• [WHAT YOU SHOULD DO] Please report how many lines in the records below contain the word "eyebrow", and give nothing else.

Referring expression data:
Start of Block

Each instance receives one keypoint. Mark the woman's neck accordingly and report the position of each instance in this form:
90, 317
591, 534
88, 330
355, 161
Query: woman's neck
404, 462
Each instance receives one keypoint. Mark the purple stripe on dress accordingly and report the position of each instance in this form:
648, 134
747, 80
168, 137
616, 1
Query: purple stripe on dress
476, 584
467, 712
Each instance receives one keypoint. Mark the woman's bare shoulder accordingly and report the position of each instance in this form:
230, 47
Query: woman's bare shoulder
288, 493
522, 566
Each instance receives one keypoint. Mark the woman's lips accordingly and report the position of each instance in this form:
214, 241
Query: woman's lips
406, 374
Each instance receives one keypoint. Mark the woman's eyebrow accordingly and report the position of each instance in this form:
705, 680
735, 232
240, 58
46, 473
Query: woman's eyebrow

End of Block
Start of Block

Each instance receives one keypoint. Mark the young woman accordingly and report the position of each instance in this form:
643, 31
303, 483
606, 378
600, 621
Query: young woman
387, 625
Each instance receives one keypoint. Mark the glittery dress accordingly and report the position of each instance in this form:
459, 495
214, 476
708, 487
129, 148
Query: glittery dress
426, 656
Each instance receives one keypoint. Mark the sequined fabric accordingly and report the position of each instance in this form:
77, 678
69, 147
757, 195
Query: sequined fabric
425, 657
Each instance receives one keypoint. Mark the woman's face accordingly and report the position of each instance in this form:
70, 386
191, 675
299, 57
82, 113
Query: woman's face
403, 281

End of Block
Start of Block

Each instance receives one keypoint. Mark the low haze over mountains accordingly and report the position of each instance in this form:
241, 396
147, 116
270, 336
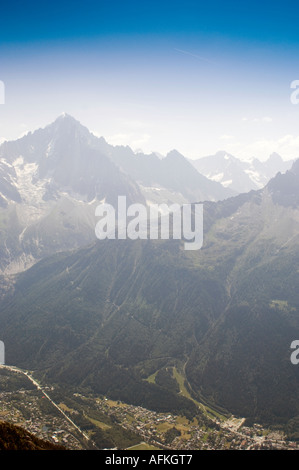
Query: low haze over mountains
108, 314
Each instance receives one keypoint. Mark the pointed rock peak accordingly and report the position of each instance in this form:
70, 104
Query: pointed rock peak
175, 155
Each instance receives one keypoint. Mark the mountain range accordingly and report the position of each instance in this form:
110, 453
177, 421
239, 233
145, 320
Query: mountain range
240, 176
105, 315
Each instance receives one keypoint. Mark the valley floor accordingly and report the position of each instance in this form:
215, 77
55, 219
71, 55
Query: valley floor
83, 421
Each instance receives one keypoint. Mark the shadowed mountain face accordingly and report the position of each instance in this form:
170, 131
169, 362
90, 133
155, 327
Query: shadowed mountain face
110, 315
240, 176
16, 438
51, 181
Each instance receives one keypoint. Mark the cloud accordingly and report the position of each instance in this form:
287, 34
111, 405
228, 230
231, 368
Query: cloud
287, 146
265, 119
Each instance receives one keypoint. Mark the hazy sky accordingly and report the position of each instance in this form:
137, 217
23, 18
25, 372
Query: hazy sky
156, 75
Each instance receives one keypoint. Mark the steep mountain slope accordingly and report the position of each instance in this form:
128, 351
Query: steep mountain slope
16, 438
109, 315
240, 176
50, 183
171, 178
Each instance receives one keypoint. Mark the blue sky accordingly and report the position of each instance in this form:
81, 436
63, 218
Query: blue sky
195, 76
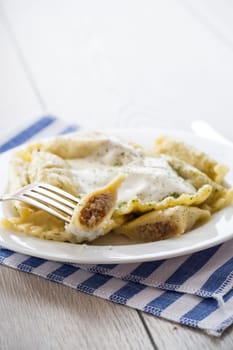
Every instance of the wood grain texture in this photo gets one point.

End of Block

• [RESULT] 2